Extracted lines

◆ ◆ ◆ ◆

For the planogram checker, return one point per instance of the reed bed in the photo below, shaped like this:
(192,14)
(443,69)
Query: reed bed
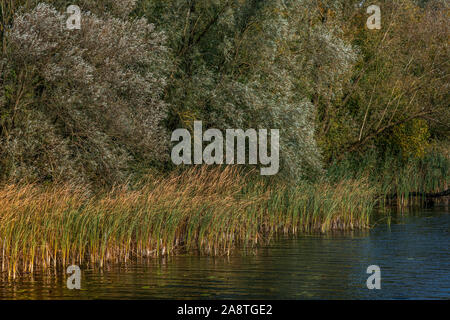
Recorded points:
(210,211)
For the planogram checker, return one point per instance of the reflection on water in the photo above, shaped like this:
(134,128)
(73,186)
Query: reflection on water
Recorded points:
(412,253)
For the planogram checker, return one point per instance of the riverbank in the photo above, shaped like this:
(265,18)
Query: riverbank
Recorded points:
(210,211)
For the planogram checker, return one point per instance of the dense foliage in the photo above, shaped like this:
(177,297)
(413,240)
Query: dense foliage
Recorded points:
(96,105)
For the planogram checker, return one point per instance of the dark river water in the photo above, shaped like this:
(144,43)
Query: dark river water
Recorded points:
(412,253)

◆ ◆ ◆ ◆

* **What to produce**:
Write out every line above word for word, but leave the pictures out.

* **Full answer**:
For the planogram checker, return one point per instance of the reed bed in the photo below, shaped like this:
(192,14)
(443,69)
Query: reed bed
Recorded points:
(210,211)
For the planogram checker, return one point per instance of the reflection on water in the photo above, shaped like this:
(134,128)
(73,186)
Query: reflection on water
Recorded points:
(412,253)
For the planogram checker, return one point per instance of the riverbank in the photo above, shaped like this:
(265,18)
Query: riverbank
Recorded points:
(210,211)
For the planogram checker, return one point per instance of the dense foliage in the photo above, shaped like this:
(177,297)
(413,240)
Query: dense foliage
Recorded points:
(96,105)
For the planogram checker, return one point per instance of the dark river water in the photo above, shaped like this:
(144,43)
Query: dark river water
Recorded points:
(412,253)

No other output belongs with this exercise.